** begin Material for this exercise **

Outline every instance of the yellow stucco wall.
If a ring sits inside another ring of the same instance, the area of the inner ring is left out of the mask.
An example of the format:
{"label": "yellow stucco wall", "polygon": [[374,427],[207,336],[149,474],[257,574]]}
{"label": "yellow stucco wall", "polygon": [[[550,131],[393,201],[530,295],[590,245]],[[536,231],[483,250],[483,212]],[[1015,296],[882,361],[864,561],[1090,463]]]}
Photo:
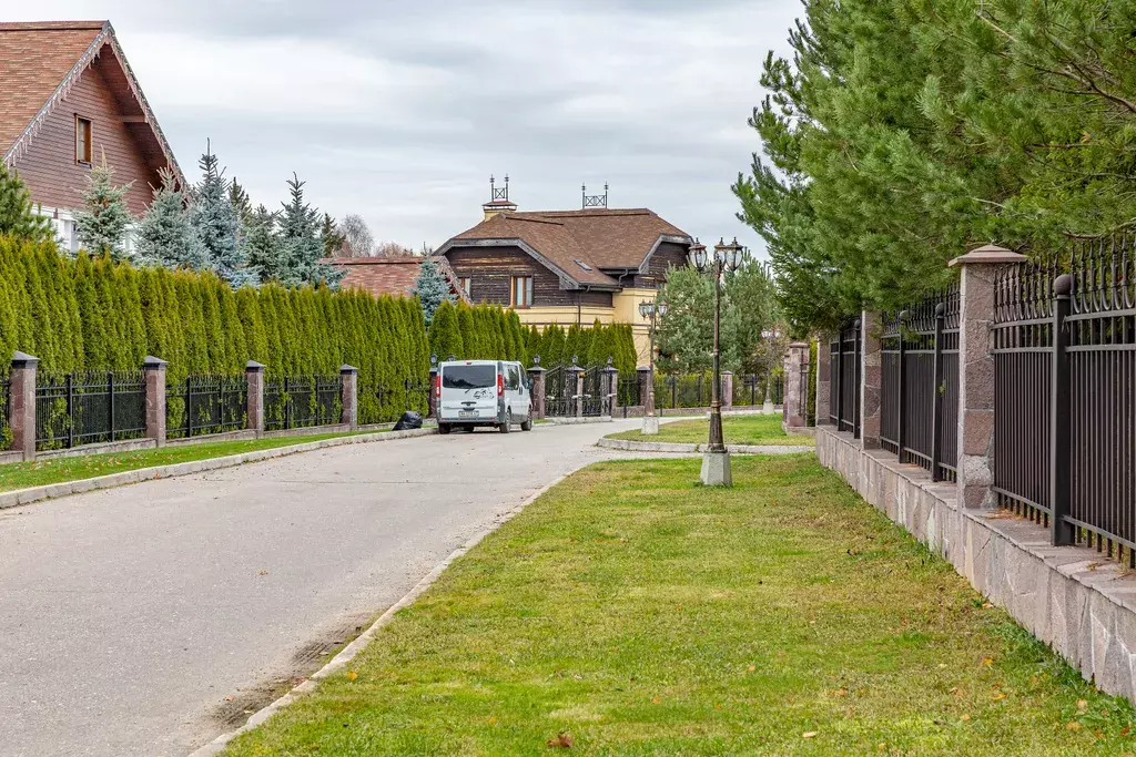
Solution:
{"label": "yellow stucco wall", "polygon": [[646,365],[651,345],[650,321],[640,316],[638,305],[644,300],[653,302],[658,294],[657,289],[624,289],[612,295],[611,308],[584,305],[578,311],[575,305],[521,308],[517,310],[517,316],[525,326],[534,325],[537,328],[553,323],[568,328],[576,322],[586,327],[596,319],[604,325],[630,323],[638,364]]}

** end Material for this exercise **

- **Your goal**
Retype all of the material above word for word, omitting the pictures.

- **Output below**
Outline every instance of the yellow stucco wall.
If a ring sits inside another ring of the same instance, the area of the inner ring is left out of the mask.
An example of the format:
{"label": "yellow stucco wall", "polygon": [[374,427],[207,336],[149,474],[257,574]]}
{"label": "yellow stucco wall", "polygon": [[[550,131],[393,201],[530,295],[590,245]],[[536,231],[483,250],[483,212]],[[1015,296],[882,361],[864,561],[1090,463]]]}
Photo:
Solution:
{"label": "yellow stucco wall", "polygon": [[646,365],[651,345],[650,321],[640,316],[638,305],[644,300],[653,302],[658,294],[657,289],[624,289],[612,295],[611,308],[584,305],[578,311],[575,305],[521,308],[517,310],[517,316],[525,326],[534,325],[537,328],[553,323],[568,328],[576,322],[586,327],[596,319],[604,325],[630,323],[638,364]]}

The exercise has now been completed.